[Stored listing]

-----

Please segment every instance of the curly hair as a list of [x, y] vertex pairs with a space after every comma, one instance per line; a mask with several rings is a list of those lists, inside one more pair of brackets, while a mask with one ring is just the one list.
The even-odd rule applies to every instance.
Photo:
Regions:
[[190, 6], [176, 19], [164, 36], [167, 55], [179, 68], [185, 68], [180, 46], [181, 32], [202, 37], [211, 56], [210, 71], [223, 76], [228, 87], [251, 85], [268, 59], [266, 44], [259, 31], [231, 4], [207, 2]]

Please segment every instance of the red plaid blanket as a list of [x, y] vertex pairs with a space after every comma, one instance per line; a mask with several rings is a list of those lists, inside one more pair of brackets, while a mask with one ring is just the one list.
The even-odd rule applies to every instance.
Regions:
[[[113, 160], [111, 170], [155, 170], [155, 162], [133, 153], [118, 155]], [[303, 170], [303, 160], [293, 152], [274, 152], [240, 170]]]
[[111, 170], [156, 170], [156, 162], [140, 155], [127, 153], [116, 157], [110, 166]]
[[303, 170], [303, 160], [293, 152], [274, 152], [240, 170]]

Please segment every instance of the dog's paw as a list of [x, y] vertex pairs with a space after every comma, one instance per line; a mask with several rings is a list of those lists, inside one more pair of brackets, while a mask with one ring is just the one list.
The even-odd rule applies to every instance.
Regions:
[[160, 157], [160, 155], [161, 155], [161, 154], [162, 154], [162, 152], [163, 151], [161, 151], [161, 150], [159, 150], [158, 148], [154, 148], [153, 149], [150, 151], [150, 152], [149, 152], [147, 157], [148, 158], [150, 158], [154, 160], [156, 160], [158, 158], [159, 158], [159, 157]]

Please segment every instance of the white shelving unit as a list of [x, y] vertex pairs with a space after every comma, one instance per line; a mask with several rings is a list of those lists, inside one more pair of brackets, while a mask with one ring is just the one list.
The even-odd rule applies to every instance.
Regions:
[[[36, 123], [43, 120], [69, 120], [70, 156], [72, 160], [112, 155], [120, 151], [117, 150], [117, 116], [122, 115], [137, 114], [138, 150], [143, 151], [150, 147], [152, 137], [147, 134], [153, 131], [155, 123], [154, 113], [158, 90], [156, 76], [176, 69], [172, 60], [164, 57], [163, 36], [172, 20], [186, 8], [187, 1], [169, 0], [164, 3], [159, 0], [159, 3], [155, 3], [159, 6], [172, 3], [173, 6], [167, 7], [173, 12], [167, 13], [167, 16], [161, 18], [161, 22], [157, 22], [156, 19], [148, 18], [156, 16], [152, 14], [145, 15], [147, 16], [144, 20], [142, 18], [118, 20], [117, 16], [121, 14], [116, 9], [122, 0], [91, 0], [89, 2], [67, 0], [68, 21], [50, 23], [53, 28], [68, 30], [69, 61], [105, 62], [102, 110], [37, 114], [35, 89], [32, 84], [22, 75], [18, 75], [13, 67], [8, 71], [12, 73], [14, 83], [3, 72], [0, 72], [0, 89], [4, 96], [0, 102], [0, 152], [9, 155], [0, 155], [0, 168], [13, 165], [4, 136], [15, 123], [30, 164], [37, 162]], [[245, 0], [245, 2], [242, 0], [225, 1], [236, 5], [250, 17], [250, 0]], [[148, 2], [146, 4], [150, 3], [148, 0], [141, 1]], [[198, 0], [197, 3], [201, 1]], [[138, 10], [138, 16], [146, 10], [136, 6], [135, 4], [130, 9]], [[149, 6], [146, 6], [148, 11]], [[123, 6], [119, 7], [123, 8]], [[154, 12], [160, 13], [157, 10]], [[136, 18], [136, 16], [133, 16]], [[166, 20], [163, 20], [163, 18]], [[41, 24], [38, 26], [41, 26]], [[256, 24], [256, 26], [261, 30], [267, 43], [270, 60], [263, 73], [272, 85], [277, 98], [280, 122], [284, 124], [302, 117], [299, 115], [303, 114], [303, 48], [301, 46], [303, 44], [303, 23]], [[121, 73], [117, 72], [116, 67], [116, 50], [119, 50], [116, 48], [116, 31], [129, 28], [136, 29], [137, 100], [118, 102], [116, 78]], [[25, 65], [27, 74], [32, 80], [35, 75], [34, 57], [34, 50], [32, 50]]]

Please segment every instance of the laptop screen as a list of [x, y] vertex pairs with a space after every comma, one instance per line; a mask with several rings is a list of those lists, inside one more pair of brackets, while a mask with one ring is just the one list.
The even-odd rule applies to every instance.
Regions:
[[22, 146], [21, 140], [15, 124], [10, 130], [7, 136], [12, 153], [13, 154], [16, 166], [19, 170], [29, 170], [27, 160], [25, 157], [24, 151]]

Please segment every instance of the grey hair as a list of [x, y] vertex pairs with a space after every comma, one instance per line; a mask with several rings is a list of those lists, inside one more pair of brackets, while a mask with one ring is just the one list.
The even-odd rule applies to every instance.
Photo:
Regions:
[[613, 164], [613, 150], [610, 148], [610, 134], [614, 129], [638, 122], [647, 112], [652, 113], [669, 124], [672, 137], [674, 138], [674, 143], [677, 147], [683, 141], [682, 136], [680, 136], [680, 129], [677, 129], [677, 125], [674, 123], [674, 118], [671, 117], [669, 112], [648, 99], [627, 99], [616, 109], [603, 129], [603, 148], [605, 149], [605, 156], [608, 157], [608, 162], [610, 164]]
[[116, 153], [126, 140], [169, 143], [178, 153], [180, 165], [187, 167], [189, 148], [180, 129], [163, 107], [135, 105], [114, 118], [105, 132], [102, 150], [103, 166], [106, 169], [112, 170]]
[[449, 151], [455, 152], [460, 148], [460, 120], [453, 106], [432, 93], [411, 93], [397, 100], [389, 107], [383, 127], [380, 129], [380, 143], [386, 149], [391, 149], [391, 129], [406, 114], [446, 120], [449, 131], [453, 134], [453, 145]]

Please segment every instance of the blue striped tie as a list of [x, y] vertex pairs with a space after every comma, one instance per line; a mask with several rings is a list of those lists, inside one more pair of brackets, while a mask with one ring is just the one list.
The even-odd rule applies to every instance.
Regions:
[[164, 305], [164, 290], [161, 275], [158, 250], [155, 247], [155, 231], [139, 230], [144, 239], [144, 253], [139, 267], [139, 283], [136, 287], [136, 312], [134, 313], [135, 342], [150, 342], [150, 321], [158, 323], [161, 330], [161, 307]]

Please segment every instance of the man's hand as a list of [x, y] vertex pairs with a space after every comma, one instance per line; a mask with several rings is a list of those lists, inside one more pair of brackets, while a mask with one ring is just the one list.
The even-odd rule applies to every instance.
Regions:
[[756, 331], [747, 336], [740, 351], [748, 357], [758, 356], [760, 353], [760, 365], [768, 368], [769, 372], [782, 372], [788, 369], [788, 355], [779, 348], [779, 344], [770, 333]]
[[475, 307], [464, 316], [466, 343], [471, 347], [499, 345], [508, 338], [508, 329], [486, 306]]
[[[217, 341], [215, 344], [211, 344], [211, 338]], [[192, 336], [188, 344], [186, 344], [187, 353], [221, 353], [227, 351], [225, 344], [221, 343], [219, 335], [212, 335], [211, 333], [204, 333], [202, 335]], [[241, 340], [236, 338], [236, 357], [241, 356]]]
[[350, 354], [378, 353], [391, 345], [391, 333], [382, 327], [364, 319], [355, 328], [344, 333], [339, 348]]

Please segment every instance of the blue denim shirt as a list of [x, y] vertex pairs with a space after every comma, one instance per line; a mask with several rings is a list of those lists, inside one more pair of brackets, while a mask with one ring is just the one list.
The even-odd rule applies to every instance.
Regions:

-----

### Written exercise
Identify every line in the listing above that contains the word "hair", and copy each of those lines.

### The response
Please segment every instance of the curly hair as a list of [x, y] vertex pairs with a space after every comma, one instance per line; a mask with several rings is a list of those lists, inside one more pair of brackets, while a mask with one ring is just the one list.
Please segment every instance of the grey hair as a list of [x, y] vertex pairs with a space after every comma, one instance per line; a mask with several rings is a list of those lists, inside one more pair of brackets, while a mask with one ring is just the one list.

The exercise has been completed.